• GIVEN TASK 1: Reproduce the records verbatim, starting at the line containing "Point to the window." and ending at the line containing "x=598 y=374", both included.

• TEXT EXTRACT:
--- begin ---

Peterson, Janice, Journal of Economic Issues


In the United States today, important components of the social provisioning process continue to be based in the standard employment relationship. Yet many American workers are employed in various forms of nonstandard work arrangements. While proponents of nonstandard work arrangements argue that they provide flexibility for employers and workers, many nonstandard workers are excluded from employer-sponsored benefits and from coverage under key worker protection laws. The misclassification of workers also causes some workers to be excluded from fundamental worker benefits and protections. While standard employment is certainly no guarantee of having adequate access to benefits and protections in the workplace, the situations faced by nonstandard workers shed light on the importance of the employment relationship in consideration of the social costs of labor and the adequacy of our employment-based social provisioning process. This paper explores the role of the employment relationship in determining workers' access to fundamental workplace benefits and protections. Particular attention will be paid to the importance of how an "employee" is defined, and how the appropriate classification of workers is enforced.

--- end ---

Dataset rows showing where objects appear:
--- begin ---

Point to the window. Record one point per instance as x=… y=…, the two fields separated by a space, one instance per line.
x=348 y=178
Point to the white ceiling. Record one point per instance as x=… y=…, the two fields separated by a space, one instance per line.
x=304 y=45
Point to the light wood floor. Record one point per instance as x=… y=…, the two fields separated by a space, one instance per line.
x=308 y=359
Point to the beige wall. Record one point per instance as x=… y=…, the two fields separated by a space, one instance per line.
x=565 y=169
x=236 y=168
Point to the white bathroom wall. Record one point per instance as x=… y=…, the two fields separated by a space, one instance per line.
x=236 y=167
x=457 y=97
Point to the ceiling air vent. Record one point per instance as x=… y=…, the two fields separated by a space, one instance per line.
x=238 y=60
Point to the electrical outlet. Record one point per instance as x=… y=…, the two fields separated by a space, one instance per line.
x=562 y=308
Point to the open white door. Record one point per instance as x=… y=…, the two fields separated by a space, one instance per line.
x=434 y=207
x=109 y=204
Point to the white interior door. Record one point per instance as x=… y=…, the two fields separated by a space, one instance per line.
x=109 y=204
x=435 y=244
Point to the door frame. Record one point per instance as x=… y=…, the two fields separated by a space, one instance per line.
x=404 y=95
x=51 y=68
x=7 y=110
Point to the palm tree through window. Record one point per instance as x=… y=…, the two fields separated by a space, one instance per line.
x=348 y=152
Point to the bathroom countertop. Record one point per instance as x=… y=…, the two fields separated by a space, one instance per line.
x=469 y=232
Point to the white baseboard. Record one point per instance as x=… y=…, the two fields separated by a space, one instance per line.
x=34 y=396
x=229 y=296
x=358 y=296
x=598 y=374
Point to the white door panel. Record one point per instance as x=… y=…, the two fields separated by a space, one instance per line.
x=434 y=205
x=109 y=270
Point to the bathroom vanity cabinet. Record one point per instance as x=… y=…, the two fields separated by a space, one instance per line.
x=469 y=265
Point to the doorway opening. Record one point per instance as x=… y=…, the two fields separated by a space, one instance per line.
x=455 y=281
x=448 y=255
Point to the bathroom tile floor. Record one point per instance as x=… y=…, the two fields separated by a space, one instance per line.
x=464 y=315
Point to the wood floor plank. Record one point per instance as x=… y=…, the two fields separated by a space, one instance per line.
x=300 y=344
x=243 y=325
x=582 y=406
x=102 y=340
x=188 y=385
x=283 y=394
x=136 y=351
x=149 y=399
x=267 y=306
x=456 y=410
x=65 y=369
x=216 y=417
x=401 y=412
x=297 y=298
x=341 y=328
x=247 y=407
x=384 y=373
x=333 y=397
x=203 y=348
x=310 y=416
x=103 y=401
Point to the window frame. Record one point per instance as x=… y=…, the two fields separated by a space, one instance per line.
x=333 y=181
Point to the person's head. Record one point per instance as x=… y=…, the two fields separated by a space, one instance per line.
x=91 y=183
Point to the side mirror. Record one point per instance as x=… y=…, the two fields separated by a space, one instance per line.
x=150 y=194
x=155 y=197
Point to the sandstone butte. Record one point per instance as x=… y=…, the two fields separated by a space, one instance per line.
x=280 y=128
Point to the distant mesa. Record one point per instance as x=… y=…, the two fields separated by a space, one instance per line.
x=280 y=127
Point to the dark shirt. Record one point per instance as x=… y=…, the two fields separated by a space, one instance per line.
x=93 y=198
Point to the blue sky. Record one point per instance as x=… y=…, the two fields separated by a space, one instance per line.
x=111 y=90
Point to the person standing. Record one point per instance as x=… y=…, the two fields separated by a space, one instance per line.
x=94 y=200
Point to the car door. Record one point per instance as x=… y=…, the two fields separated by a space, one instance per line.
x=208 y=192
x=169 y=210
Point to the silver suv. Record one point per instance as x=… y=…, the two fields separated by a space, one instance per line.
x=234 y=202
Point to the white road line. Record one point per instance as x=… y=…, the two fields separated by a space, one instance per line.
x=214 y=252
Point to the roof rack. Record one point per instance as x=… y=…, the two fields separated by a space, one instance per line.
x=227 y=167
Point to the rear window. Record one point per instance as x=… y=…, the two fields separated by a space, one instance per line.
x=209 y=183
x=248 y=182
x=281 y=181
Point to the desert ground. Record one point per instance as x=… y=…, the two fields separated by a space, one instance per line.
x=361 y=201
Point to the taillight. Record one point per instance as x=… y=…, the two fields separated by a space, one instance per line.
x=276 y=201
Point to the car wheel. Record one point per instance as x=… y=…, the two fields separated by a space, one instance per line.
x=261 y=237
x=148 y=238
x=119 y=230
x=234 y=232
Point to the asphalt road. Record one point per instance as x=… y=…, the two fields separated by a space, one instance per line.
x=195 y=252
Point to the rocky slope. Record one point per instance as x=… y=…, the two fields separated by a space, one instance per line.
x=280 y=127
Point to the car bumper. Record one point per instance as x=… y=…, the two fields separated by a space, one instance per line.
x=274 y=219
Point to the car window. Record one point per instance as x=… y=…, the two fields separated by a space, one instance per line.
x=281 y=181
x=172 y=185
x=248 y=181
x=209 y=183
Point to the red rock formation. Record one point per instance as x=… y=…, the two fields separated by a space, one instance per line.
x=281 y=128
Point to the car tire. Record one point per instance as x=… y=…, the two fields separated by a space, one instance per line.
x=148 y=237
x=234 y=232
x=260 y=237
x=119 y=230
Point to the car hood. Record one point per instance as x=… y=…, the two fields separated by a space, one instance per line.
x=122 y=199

--- end ---
--- begin ---

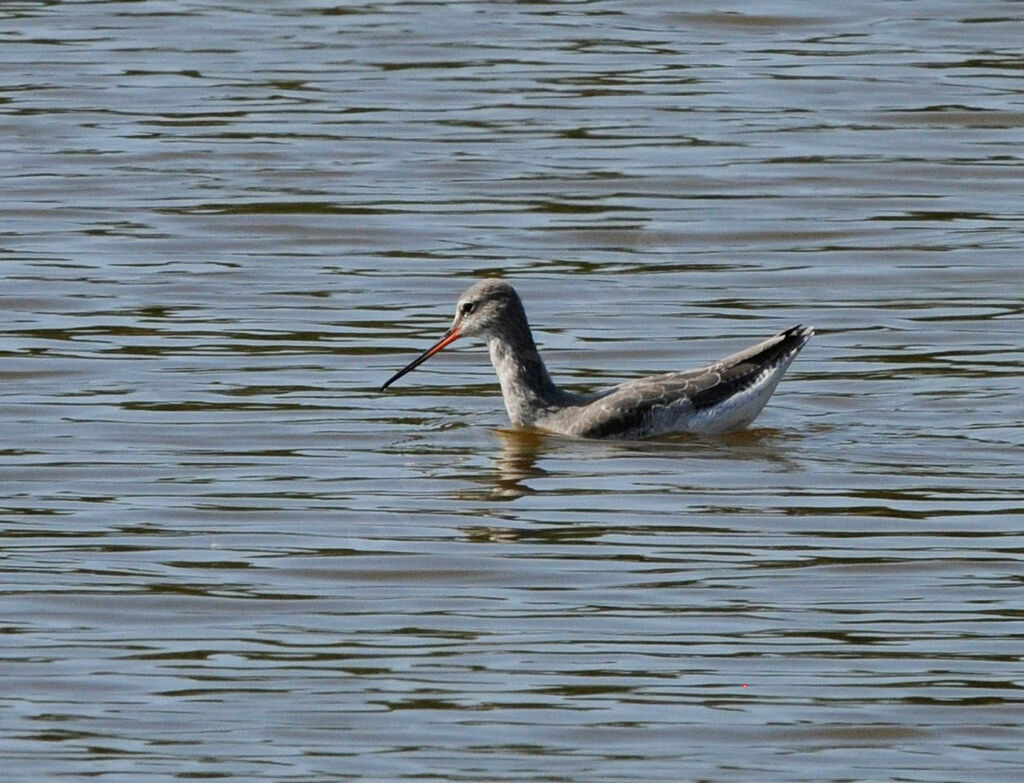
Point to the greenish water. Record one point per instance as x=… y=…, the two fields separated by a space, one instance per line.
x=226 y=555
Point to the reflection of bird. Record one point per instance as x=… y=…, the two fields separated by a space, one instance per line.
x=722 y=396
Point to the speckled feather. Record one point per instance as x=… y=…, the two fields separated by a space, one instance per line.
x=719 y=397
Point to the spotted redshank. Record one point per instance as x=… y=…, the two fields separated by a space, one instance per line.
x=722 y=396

--- end ---

• GIVEN TASK 2: In the abstract on nonstandard work arrangements, what does the misclassification of workers cause?

• COMPLETE OUTPUT 1:
Point to the window. Record one point per instance as x=… y=…, the two fields separated by a space, one instance per line.
x=348 y=178
Point to the white ceiling. Record one point per instance as x=… y=…, the two fields separated by a space, one instance per line.
x=304 y=45
Point to the light wood floor. Record one point per instance as x=… y=…, the two fields separated by a space, one instance per line.
x=308 y=359
Point to the beige wall. Record one point per instance as x=… y=…, the two fields separated by a space, one instance per line.
x=565 y=169
x=236 y=168
Point to the white bathroom wall. Record one point per instance as x=… y=…, the two fields separated by a space, one instance per line.
x=236 y=167
x=457 y=97
Point to the ceiling air vent. Record one point per instance as x=… y=…, the two fields separated by a space, one instance per line.
x=238 y=60
Point to the electrical outlet. Record one point per instance as x=… y=…, the two fields separated by a space, one instance per line.
x=562 y=308
Point to the open white door. Record one point per instance as x=… y=…, the two fields separated by a space, one instance per line.
x=434 y=207
x=109 y=204
Point to the white interior door. Record one point per instance as x=… y=…, the two fields separated by a space, one instance per line.
x=109 y=204
x=435 y=244
Point to the door frame. Record one point per instance as x=… y=…, the two fields separated by a space, one instance per line.
x=404 y=95
x=51 y=68
x=7 y=110
Point to the palm tree through window. Record one point per instance as x=… y=…, the two fields separated by a space, one instance per line.
x=348 y=152
Point to the bathroom countertop. Record one point per instance as x=… y=…, the two fields separated by a space, one instance per line.
x=469 y=232
Point to the white baseboard. Record one point per instance as x=… y=…, the two fields separated by a space, one instance per line.
x=34 y=396
x=229 y=296
x=358 y=296
x=598 y=374

• COMPLETE OUTPUT 2: It causes some workers to be excluded from fundamental worker benefits and protections.